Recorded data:

____

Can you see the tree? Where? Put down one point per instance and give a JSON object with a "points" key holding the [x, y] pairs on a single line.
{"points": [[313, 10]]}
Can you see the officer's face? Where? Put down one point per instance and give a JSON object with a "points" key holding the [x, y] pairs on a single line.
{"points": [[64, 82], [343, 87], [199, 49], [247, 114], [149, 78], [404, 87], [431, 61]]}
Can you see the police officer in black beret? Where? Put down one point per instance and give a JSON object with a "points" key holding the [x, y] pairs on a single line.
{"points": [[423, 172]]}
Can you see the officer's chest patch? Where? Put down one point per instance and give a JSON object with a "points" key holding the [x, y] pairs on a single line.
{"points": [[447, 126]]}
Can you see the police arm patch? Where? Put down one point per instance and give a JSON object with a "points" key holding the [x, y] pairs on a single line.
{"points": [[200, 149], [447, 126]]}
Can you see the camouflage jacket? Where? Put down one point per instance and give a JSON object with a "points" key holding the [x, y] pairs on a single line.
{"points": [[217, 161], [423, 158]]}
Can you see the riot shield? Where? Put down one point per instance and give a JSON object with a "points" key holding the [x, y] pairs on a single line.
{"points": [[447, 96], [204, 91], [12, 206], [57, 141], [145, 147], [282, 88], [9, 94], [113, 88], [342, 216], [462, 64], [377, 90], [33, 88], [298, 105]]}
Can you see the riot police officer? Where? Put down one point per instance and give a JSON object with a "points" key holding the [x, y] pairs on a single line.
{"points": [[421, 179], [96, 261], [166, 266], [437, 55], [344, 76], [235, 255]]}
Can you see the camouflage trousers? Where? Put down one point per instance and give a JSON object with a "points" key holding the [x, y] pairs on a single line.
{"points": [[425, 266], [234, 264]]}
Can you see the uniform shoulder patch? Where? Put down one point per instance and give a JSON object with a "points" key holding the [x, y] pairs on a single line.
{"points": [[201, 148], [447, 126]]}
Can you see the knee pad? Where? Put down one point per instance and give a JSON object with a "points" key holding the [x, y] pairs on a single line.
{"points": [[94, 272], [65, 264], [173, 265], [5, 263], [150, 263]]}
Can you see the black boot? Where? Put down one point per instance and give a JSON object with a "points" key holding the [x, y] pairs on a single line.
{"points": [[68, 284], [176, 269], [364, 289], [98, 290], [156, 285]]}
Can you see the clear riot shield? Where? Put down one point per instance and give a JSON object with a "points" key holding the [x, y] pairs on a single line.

____

- WHAT IS BEING ASKED -
Reproduce each entry precisely, so that nothing differs from the original.

- REPLY -
Can you see the tree? Where? Put down one point per instance and give a JSON object with a "points" key holding the [x, y] pairs on a single line.
{"points": [[313, 10]]}
Can you see the officer's face? Where? Put down one point per instance and give a JSON object with a "points" key holding the [x, y] pairs on a single line.
{"points": [[64, 82], [343, 87], [199, 49], [247, 114], [149, 78], [404, 87], [431, 61]]}
Can you see the police officer in black beret? Where? Put down one point per instance and give a JSON object with a "points" key holding the [x, y] pairs on a single line.
{"points": [[423, 172]]}
Can you see the officer's chest patch? Where? Put down one point per instance and give a JSON object with a "points" key holding the [x, y] pairs on a single line.
{"points": [[447, 126]]}
Can you see the police arm patch? Where? Put down one point per instance and give a JSON object with a "points" key holding the [x, y] pairs on a single line.
{"points": [[200, 149], [447, 126]]}
Can you see the camouflage jacket? Where? Put down one point per instance and give a JSON object with a "points" key holding the [x, y] pairs on a single line.
{"points": [[217, 161], [423, 158]]}
Can you see the riot shield? Where? Put down one point per instance and give a JSON object with a "points" key holding the [x, y] pairs on a single line.
{"points": [[447, 96], [204, 91], [12, 206], [57, 141], [145, 147], [282, 88], [9, 94], [113, 88], [342, 216], [462, 64], [377, 90], [33, 88], [298, 105]]}
Can you see the riot police officer? Where? Put down one point per instance and give a JSON object with a "points" key holding the [x, y] pairs on a single line.
{"points": [[421, 179], [96, 261], [166, 266], [437, 55], [344, 76], [235, 255]]}
Can you see the camouflage trousers? Where? Put down one point per instance and give a JSON object with a "points" key holding the [x, y] pairs on a single line.
{"points": [[425, 266], [234, 264]]}
Can you see the uniform shoulder patch? Where? Put down one point per instance and give a JSON object with a "points" key holding the [x, y] pairs on a single line.
{"points": [[201, 148], [447, 126]]}
Can you see the knee pad? Where? Put down one point per instance and give a JSON object with a "points" key holding the [x, y] pairs on a single line.
{"points": [[94, 272], [65, 264], [173, 265], [5, 263], [150, 263]]}
Can you see the black boot? Where? Put down one point per instance and give a JSON object with a "points" key holding the [x, y] pairs on a single line.
{"points": [[68, 284], [176, 269], [364, 289], [98, 290], [156, 285]]}
Can you see the clear riot shield? Where? Put down one point per instance and give a JSON object with a "points" key holding the [x, y] pairs on a single line.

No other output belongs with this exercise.